── INPUT MATERIAL

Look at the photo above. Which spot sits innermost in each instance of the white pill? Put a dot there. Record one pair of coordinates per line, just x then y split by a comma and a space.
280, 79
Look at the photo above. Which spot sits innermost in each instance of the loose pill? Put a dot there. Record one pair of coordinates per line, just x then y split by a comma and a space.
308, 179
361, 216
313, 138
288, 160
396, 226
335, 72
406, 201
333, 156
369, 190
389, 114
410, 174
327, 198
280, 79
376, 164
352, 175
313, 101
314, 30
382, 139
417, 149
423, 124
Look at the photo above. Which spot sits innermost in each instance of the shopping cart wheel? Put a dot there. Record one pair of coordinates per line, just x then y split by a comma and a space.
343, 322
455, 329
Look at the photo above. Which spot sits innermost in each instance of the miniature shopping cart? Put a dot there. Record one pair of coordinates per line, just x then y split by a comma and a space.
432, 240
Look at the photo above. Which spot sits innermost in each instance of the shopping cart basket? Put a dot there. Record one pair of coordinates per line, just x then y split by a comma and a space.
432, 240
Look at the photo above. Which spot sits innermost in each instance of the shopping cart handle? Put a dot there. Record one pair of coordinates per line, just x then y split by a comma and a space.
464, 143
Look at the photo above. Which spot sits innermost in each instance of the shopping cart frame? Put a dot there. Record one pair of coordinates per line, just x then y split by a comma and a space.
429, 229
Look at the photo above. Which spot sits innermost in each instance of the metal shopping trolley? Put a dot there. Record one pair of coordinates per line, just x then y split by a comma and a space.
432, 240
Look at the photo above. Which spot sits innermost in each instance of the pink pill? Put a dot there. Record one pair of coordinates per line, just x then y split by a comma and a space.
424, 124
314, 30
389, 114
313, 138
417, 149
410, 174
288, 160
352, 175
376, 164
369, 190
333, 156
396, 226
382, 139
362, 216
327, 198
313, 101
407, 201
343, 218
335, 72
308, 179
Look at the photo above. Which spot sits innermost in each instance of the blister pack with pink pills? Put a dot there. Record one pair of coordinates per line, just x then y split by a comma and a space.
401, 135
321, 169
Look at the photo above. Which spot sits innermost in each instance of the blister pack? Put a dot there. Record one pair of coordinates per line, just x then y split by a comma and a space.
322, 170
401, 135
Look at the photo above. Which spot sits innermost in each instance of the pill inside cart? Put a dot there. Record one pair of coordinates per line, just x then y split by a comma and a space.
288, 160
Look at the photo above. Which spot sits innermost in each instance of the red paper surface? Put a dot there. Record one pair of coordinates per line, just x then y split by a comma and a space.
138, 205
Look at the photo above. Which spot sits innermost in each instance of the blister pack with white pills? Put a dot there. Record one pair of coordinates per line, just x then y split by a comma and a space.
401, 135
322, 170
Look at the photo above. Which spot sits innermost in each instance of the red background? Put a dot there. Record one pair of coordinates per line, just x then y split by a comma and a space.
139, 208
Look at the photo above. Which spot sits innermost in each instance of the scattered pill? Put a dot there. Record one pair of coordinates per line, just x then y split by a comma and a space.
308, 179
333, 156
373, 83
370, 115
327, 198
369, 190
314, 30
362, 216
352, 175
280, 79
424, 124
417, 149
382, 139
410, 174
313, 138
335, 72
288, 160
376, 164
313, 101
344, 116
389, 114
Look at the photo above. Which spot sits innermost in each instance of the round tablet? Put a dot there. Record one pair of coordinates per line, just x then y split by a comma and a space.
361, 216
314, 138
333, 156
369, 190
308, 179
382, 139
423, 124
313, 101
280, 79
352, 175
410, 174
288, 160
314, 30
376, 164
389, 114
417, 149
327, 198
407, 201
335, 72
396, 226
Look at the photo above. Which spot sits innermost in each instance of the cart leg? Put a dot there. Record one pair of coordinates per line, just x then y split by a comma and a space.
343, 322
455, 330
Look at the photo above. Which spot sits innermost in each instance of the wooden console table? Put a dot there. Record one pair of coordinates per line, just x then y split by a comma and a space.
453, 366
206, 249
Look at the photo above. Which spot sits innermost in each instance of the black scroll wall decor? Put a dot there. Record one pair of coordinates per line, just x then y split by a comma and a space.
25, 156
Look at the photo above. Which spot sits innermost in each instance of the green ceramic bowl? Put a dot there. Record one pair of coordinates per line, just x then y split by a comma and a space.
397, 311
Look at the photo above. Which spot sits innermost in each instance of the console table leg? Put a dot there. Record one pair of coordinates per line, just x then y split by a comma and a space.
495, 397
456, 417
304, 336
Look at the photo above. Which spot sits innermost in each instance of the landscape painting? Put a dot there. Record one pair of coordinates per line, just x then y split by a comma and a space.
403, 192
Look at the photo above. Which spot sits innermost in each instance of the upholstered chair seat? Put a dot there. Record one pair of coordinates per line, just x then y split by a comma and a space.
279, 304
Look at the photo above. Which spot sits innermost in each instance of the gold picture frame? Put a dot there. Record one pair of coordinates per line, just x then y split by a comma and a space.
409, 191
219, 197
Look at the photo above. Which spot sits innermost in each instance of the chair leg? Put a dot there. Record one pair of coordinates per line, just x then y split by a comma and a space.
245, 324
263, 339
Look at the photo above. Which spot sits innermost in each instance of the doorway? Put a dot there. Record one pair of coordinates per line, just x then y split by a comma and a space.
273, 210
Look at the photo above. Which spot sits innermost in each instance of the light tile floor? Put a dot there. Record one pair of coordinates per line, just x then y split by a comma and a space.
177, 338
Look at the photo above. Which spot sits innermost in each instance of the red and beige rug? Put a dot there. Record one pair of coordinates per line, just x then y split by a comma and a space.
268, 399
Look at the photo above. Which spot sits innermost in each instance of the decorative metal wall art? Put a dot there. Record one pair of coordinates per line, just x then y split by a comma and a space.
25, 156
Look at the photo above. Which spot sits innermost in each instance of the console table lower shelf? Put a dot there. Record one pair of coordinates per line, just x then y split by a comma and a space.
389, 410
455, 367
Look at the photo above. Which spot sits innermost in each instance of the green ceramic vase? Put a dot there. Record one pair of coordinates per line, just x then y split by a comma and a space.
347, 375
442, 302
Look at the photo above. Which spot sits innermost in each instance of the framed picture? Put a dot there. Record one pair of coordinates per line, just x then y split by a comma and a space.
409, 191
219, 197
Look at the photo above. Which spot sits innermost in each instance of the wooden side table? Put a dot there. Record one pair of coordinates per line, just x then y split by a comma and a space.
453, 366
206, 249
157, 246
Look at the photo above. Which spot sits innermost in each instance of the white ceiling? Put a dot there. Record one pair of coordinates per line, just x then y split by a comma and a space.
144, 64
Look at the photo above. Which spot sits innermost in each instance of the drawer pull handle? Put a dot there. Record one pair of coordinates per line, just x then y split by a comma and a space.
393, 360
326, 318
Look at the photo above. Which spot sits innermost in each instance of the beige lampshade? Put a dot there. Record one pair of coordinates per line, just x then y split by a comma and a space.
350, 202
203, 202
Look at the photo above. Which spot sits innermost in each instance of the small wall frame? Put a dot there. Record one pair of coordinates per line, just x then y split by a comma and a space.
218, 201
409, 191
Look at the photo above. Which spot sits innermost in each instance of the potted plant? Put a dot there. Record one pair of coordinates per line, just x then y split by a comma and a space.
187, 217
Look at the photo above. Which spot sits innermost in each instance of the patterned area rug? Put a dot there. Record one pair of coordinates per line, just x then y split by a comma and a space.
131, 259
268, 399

────

▶ _WRITTEN EXERCISE_
Copy exactly the line containing "green ceramic vase?" and every line after it, ending with the last line of the records above.

▶ _EXERCISE ANSWER_
Look at the photo above. Which spot sits innermost in each instance of the green ceramic vase? Put a dot there. Record one pair of coordinates per line, just x then y split by a comma and a space.
347, 375
442, 302
Look at the photo above. Which spot sits innermost in each instance of the framed picture? Put a dot there. Record one pair of coordinates per line, just x then y split by a comma and a space.
409, 191
219, 197
Look at the photo above. Which spot sits innermost in each instance of the wooden side table? Put a dot there. Record one pair of coordinates per line, just x then y split by a comma and a space.
453, 366
206, 249
157, 246
Look at the photo above. Which spot sits innermost in each instance of the white ceiling? Put a dot there. Record one pair of coordinates per line, just x then y split by a comma and a space.
144, 64
Look at the photo above. Which spot sits innermost in each instance of the drawer pull handle? Put a dot there. Record one pair of coordinates per line, just x then y split by a comma and a space.
393, 360
326, 318
Look at the photo above. Which spot sits innermost in each instance of the beige lampshade? Put a dot there. Record one pair of coordinates per line, just x then y split by a comma and a space.
350, 202
203, 202
Look at the photo above. Which spot sits innermost in each instance of the small wall frame? Put a dot there. Record one pair of coordinates per line, just x then y split by a comma and a space.
218, 201
409, 191
Look at the photo above. Which spot sits innermost in each instance of the potted plant? Put a dot there. Record one pair of coordinates per line, just x then y split by a comma and a space.
187, 217
Look at the photo above. Which spot sits innermost in each instance of the patterned area rug? Put a dot there. Record one pair of coordinates per line, just x then y split by a comma and a space.
131, 259
268, 399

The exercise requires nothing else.